# What the task asks
Every entry below is to be copied exactly, apart from any picture it holds.

# Data provided

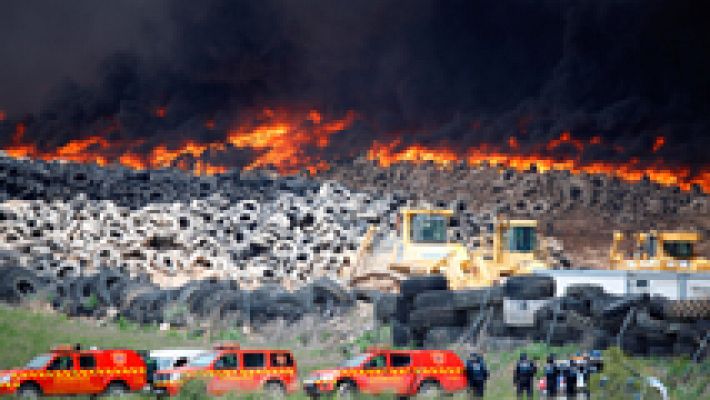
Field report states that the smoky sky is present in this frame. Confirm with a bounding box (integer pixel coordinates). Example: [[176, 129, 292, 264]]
[[0, 0, 708, 173]]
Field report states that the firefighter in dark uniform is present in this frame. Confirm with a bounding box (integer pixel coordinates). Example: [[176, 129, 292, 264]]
[[543, 354, 559, 398], [563, 355, 578, 398], [465, 352, 489, 398], [514, 353, 537, 399]]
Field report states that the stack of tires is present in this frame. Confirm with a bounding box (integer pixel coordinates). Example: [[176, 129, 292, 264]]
[[629, 298, 710, 357], [0, 265, 355, 328], [375, 275, 503, 348]]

# Worked solution
Field report states that the smoky sky is present in this frame. Confirm with a bounding box (integer pixel coordinates). Example: [[176, 129, 292, 264]]
[[0, 0, 708, 173]]
Field report states that the firefighter in dark uniform is present in this frame. Confirm with a bounding box (integer pixel coordinates). Example: [[176, 129, 292, 264]]
[[543, 354, 559, 398], [563, 355, 578, 398], [465, 352, 489, 398], [514, 353, 537, 399]]
Field report states that the stack of tires is present in this frame. Confirm with a bounding box (integer pixel coordinates). Example: [[176, 129, 292, 264]]
[[629, 298, 710, 357], [0, 265, 355, 328], [375, 275, 503, 348]]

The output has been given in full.